Direction a:
Based on the thread on stack alignment, decide whether each statement agrees with it. For each, answer yes or no and quote the deciding words. (i) 8-bit processors usually fetch one byte at a time. (ii) avcodec.dll was compiled with msvc. (iii) On 16-bit computers, a word can be fetched from any address.

Page excerpt:

——

When you fetch a byte, it actually fetches a word, then ignores either the first half or the second half.
On 32-bit processors, it fetches a 32-bit word, then ignores three quarters; fetching a 16-bit word on a 32-bit processor ignores half the word.
If the 16-bit word you want to fetch (on a 16-bit processor) isn't aligned, then the processor has to fetch two words, take half of each word and then re-combine them. So even on processor designs where it works, it's often slower.
A lot of processor designs don't bother - either they just won't allow it, or they force the operating system to handle it (which is very slow).
(Not all types of processors work this way - e.g. 8-bit processors usually fetch a byte at a time)
Can't the memory/stack pointer point to 0001 in the example and then read a word of information starting there?
If the processor supports it, yes.
Related
What is stack alignment?
Why is it used?
Can it be controlled by compiler settings?
The details of this question are taken from a problem faced when trying to use ffmpeg libraries with msvc, however what I'm really interested in is an explanation of what is "stack alignment".
The Details:
When runnig my msvc complied program which links to avcodec I get the
following error: "Compiler did not align stack variables. Libavcodec has
been miscompiled", followed by a crash in avcodec.dll.
avcodec.dll was not compiled with msvc, so I'm unable to see what is going on inside.
When running ffmpeg.exe and using the same avcodec.dll everything works well.
ffmpeg.exe was not compiled with msvc, it was complied with gcc / mingw (same as avcodec.dll)
Thanks,
Dan
Alignment of variables in memory (a short history).
In the past computers had an 8 bits databus. This means, that each clock cycle 8 bits of information could be processed. Which was fine then.
Then came 16 bit computers. Due to downward compatibility and other issues, the 8 bit byte was kept and the 16 bit word was introduced. Each word was 2 bytes. And each clock cycle 16 bits of information could be processed. But this posed a small problem.
Let's look at a memory map:
+----+
|0000|
|0001|
+----+
|0002|
|0003|
+----+
|0004|
|0005|
+----+
| .. |
At each address there is a byte which can be accessed individually.
But words can only be fetched at even addresses. So if we read a word at 0000, we read the bytes at 0000 and 0001. But if we want to read the word at position 0001, we need two read accesses. First 0000,0001 and then 0002,0003 and we only keep 0001,0002.
Of course this took some extra time and that was not appreciated. So that's why they invented alignment. So we store word variables at word boundaries and byte variables at byte boundaries.

——

Entries provided:
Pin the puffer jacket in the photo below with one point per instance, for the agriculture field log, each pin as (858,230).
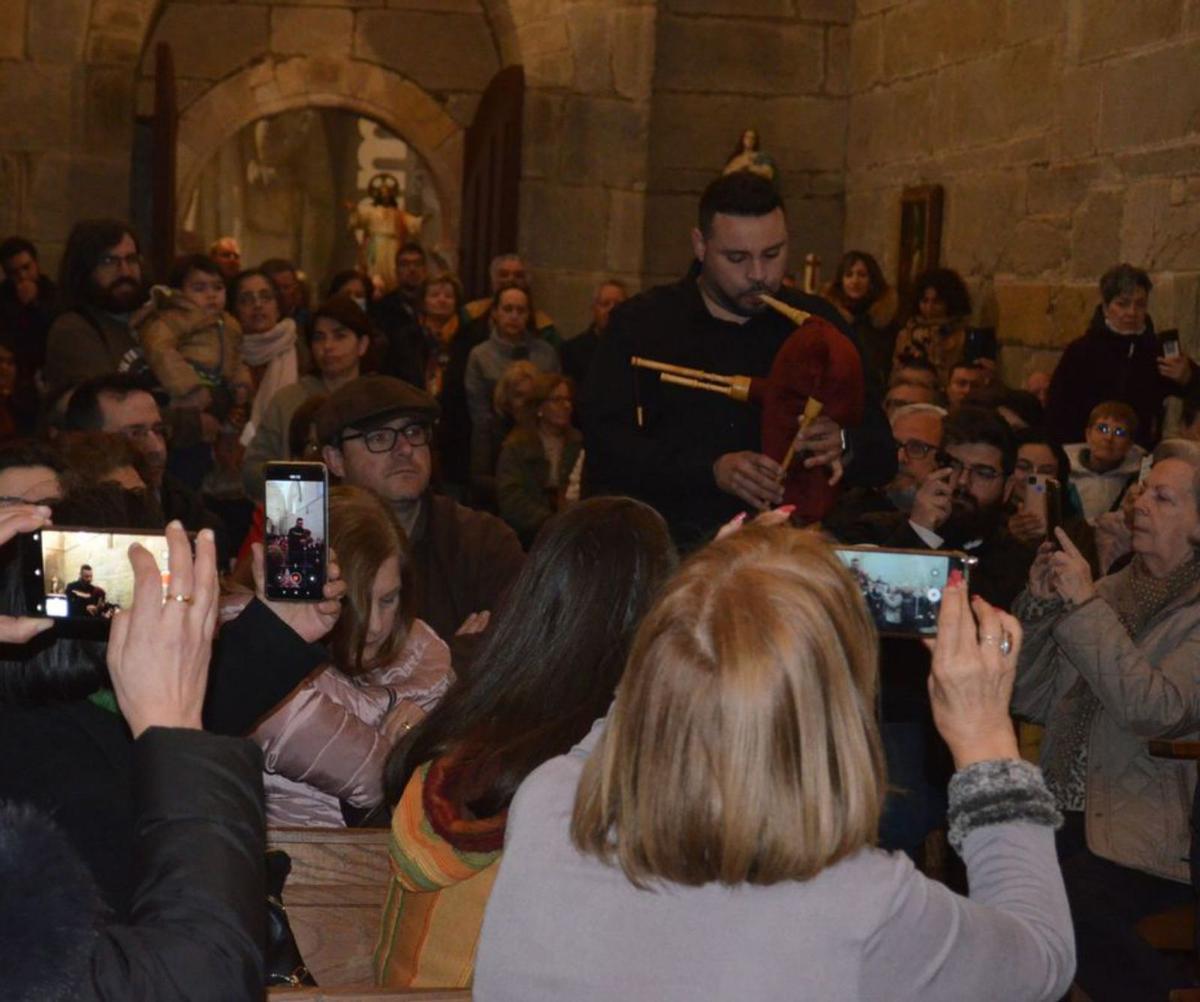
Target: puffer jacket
(187,347)
(329,741)
(1138,807)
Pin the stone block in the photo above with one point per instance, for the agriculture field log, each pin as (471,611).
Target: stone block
(589,30)
(670,219)
(627,226)
(12,29)
(633,58)
(1155,233)
(439,52)
(1146,99)
(1042,315)
(1079,113)
(837,61)
(303,30)
(693,131)
(541,129)
(745,57)
(1030,19)
(1036,247)
(865,53)
(210,41)
(1111,27)
(739,9)
(108,109)
(57,30)
(826,11)
(1174,160)
(603,141)
(979,211)
(564,225)
(1096,233)
(36,103)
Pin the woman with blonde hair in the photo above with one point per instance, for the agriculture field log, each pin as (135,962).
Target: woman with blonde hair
(538,457)
(713,838)
(325,747)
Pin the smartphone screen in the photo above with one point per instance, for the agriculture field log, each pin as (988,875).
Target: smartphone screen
(83,575)
(297,515)
(903,588)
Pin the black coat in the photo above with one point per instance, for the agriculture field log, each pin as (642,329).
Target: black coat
(667,461)
(75,760)
(196,928)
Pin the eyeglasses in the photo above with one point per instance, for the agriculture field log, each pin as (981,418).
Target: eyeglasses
(250,299)
(978,472)
(137,432)
(384,439)
(117,261)
(1045,469)
(915,449)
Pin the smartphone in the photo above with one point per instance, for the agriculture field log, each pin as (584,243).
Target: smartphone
(82,576)
(903,588)
(295,547)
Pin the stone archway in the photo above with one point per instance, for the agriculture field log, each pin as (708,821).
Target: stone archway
(271,87)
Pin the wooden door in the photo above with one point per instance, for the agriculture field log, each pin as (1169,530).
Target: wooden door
(491,179)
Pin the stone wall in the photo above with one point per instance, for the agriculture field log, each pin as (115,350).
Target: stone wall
(723,66)
(1066,135)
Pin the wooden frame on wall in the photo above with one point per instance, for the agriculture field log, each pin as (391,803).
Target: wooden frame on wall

——

Direction b:
Return the lines of the records from the one holding "Pin the smartphone in" through the last line of the records, inclusive, copying each one unchanged.

Answer a:
(i) Yes: "8-bit processors usually fetch a byte at a time"
(ii) No: "avcodec.dll was not compiled with msvc"
(iii) No: "But words can only be fetched at even addresses."

Answer b:
Pin the smartphone in the photo above with one point per instance, for the agriculture field log, each pin as (584,243).
Target: smartphone
(82,576)
(903,588)
(295,547)
Pin the stone archway in the photo above with one point per instance, for the agriculture field log, each pin as (708,821).
Target: stone archway
(271,87)
Pin the wooden door in the photo above with one point per instance, for the agriculture field log, each pin as (1169,530).
Target: wooden door
(491,179)
Pin the stone wall in the photo above with one point per instance, for the agriculture field log, each pin as (115,350).
Target: stone wall
(723,66)
(1066,135)
Pin the wooden frame on wall in the photo above with one point per instance, for the agriculture field log, each pin as (391,803).
Target: wooden frame on wall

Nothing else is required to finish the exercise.